▶ **WRITTEN EXERCISE**: Update the records below by replacing "a single dot apiece" with "one dot each" wherever it occurs. Keep everything else the same.

▶ **Location identification entries**:
↓

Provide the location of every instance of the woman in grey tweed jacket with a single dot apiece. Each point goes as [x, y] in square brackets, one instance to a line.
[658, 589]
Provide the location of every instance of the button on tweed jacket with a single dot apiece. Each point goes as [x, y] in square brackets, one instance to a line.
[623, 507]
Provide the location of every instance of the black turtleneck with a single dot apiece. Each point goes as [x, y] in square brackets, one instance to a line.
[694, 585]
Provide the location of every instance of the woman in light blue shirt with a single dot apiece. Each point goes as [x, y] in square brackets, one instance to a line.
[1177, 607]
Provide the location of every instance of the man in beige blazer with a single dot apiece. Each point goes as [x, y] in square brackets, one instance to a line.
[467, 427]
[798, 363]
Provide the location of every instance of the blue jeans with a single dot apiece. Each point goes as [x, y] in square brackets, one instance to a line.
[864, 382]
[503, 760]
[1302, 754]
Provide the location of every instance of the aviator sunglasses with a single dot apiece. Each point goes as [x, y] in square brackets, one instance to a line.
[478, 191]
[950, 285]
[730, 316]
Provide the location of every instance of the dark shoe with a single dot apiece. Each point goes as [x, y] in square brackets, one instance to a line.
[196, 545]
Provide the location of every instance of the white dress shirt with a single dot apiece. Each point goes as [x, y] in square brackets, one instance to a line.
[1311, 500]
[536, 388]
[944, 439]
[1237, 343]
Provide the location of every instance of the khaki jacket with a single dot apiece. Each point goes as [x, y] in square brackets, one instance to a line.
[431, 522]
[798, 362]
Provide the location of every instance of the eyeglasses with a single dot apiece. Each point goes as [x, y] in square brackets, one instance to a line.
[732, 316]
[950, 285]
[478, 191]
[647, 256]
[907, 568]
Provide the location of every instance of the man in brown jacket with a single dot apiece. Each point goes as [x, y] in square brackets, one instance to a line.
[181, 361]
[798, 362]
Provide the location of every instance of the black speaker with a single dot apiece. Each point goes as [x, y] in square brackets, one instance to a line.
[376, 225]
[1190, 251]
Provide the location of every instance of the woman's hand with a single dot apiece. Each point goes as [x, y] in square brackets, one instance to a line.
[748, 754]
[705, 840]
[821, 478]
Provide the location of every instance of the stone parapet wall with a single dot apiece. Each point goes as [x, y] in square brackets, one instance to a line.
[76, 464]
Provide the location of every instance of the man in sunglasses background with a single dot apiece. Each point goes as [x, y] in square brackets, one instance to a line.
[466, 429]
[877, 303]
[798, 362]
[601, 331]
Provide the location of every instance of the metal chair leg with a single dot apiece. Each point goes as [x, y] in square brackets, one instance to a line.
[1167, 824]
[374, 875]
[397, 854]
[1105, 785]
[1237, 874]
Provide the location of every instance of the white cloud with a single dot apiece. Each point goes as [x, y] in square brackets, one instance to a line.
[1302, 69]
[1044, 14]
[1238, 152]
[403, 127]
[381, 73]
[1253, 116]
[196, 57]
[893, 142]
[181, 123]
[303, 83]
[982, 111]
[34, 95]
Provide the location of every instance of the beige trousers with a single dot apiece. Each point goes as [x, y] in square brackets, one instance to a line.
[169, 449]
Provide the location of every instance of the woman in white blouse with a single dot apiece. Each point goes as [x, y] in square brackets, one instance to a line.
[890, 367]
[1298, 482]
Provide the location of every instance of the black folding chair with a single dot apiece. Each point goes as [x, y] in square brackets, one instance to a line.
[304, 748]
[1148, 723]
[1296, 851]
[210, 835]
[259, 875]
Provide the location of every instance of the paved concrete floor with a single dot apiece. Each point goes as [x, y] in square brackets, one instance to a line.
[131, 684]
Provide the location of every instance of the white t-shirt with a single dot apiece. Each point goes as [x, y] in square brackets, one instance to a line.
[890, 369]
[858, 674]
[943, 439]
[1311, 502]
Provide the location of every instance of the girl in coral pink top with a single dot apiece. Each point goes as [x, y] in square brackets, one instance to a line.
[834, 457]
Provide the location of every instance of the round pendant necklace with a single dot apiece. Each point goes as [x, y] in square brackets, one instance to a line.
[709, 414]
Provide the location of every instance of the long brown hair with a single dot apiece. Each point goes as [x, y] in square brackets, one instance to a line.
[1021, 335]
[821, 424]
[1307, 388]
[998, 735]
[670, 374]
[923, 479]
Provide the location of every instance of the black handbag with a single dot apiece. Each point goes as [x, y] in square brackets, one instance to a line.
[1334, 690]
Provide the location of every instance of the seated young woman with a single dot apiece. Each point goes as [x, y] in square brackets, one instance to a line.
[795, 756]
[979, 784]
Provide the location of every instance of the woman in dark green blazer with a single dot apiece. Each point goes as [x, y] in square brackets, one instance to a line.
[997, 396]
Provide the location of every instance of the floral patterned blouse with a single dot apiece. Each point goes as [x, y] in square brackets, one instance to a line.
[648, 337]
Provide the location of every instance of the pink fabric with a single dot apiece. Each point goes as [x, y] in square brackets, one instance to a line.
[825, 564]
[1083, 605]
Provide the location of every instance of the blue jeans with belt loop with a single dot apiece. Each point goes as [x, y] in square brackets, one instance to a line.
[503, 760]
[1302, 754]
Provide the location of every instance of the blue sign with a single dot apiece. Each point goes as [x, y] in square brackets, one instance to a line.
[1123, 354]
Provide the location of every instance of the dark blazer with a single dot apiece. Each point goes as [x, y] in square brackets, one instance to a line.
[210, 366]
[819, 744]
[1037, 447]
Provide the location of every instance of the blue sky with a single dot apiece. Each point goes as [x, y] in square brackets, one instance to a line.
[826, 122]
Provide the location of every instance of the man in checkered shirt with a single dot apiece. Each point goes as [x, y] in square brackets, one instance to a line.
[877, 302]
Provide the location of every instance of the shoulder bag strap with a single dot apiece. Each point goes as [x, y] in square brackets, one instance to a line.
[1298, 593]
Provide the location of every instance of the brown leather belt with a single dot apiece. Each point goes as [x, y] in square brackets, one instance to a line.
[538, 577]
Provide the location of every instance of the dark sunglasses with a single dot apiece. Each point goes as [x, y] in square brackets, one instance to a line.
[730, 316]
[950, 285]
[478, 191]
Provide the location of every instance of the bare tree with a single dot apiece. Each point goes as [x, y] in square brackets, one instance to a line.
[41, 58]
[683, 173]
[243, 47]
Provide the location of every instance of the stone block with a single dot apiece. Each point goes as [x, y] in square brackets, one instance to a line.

↑

▶ **TASK SOLUTION**:
Provide the location of every instance of the woman in grey tweed jacket with one dot each. Each point goes as [x, y] in square brackets, one instance to a line.
[658, 589]
Provide the location of every instance of the button on tweed jacket with one dot each. Each point goes as [x, y] in square brackets, one instance to a line.
[623, 507]
Provide the location of every instance of the black turtleneck with one dot each. Each point goes as [x, y] in square brackets, one instance to a line.
[694, 585]
Provide the location of every instance of the woman in light blue shirt with one dot each. Each point goes as [x, y] in square brackets, one instance to a line.
[1177, 607]
Provide the location of every instance of the man in beige blazer with one dot each. Each point goes as [x, y] in square brackets, one instance to a line.
[467, 427]
[798, 363]
Provide the location of every instance of the blue jeans with one dot each. Each point goes as [x, y] in square brackets, one instance to a line.
[864, 382]
[503, 760]
[1302, 754]
Provide the location of every instance of the aviator sunglasses with one dot each. Each point goes as [x, y] in square brackets, one instance to a line.
[478, 191]
[950, 285]
[730, 316]
Provide the location of every instance of the dark shoe with one dot each. Each point goes as [x, y] in square brackets, one instance to a line.
[196, 545]
Provide the location of every instance of the white dress shirt with one dot each. Each point goes as [x, y] in square brackets, one instance to a line.
[1311, 500]
[536, 388]
[944, 439]
[1237, 343]
Provide the location of every instance of the khaki jacket with one dot each. Each point goes as [x, y] in square brackets, one instance to a line.
[431, 522]
[798, 362]
Provide the location of every instance of the eyeglasses with one dot each. Each point goes as [x, y] in square brackets, one instance to a line.
[732, 316]
[950, 285]
[478, 191]
[647, 256]
[907, 568]
Provide the location of every instance of the man in brown jacket with one dot each. Each point goes as [x, y] in square brackets, one instance to a line.
[181, 361]
[798, 362]
Provide the location of every instance of the black speaker with one dot each. Each point goes as [x, y] in square brackets, one instance to a line.
[376, 225]
[1190, 251]
Provide the location of every instance of the woman's hand with one dot each. Each point goes as [x, y] in square brackets, one instance to a line.
[748, 754]
[705, 840]
[821, 478]
Provide the location of every instance of the stone parapet wall with one dot each. Each point goes as [x, y] in square brackets, one instance to a line.
[76, 464]
Provide the location of every instance of the man in sunglasses background with one dot each. Each point goes as [x, y] in square brackets, one instance to a line.
[466, 429]
[877, 303]
[798, 362]
[601, 331]
Provide the location of every instance of the metal chair leg with one dot each. Each point goes as [x, y] in square brackets, one instance to a line.
[1167, 824]
[374, 875]
[397, 854]
[1105, 785]
[1237, 874]
Provide the location of every instance of the white cloud with one dot each. Each point goes as [x, y] in square brackets, one instance to a line.
[1302, 69]
[1044, 14]
[1238, 152]
[403, 127]
[381, 73]
[1253, 116]
[196, 57]
[893, 142]
[181, 123]
[303, 83]
[982, 111]
[34, 95]
Provide the location of every instance of the beige trousers with one dot each. Each point goes as [x, y] in square brackets, one instance to a line.
[169, 449]
Provide the location of every instance of the woman in white blouse with one dot each. Each point goes as [x, y] in square brackets, one instance to a line.
[890, 367]
[1298, 482]
Provide the location of every instance of the black folding chair with one dot each. Each point goes as [x, y] in square brackets, one instance to a line.
[304, 748]
[1148, 723]
[1296, 851]
[210, 835]
[259, 875]
Provide the location of every instance of the paved concrete floor with one dot each. Each point goes as [x, y] in square brackets, one instance to a line.
[131, 684]
Provide the location of every instance of the white t-shirt with one dot each. Each point goes as [x, y] in square brackets, one instance to a line.
[890, 369]
[858, 674]
[943, 439]
[1311, 502]
Provide the location of every instance of the girl in coral pink top with one dot each. Each point goes as [x, y] in square brackets, one instance to a line.
[834, 457]
Provide the location of every instance of the round pendant necklace with one dot each. Each point goes as [x, y] in square brackets, one instance to a line.
[709, 414]
Provide the location of every instance of the long brown hair with one dot each. Each point goes as [x, y] in square brackets, one instance to a line.
[1021, 335]
[821, 424]
[1307, 388]
[998, 735]
[670, 374]
[923, 479]
Provide the location of every instance of the black handbag with one dot each. Each point goes as [x, y] in square brackets, one instance to a line.
[1334, 690]
Provide the location of every instance of the seated young woman with one dot each. Each point goes as [x, y] in square brackets, one instance to a line.
[795, 756]
[979, 784]
Provide the location of every instance of the woman in dark green blazer with one dot each. Each point goes as [x, y] in square brackets, one instance to a line.
[997, 396]
Provide the location of every instance of the floral patterned blouse with one dot each. Each point goes as [x, y] in square brackets, one instance to a line.
[648, 337]
Provide the location of every instance of the pink fabric with one dot each. Each point goes as [x, y] in square brackets, one instance to a line.
[825, 564]
[1083, 605]
Provide the location of every instance of the blue jeans with belt loop with one dot each. Each point goes as [x, y] in square brackets, one instance to a line.
[503, 760]
[1302, 754]
Provide the location of every instance of the blue sign with one dot each. Each point goes as [x, y] in square brackets, one instance to a line.
[1123, 354]
Provide the location of every instance of the dark blazer with one dot each. Each point goes as [x, y] in square brackets, one instance to a line.
[210, 366]
[819, 744]
[1037, 447]
Provide the location of every instance of the blue sky with one dot each. Each point goes as [x, y] in square brackets, one instance to a line.
[826, 122]
Provide the location of every instance of the man in checkered shirt with one dot each. Each point goes as [x, y] in square brackets, one instance to a line.
[877, 302]
Provide the location of every instance of the shoulder bag strap with one dot each. Each point goes as [x, y] in square brackets, one instance to a line.
[1298, 593]
Provide the location of every instance of the brown leather belt with one dot each. Each point goes as [x, y] in square brackets, one instance to a line.
[538, 577]
Provide the location of every instance of the dark sunglasses with one dot each. Each point goes as [x, y] in square brackets, one instance to a line.
[730, 316]
[950, 285]
[478, 191]
Provide the location of every instance of the bare tree with one dot each. Each point goes as [x, y] in square brackets, one instance to a line.
[41, 58]
[683, 173]
[243, 47]
Provide the location of every instance of the stone block with one dot each. Each point goes as [x, y] in square brackets, one instance to a line.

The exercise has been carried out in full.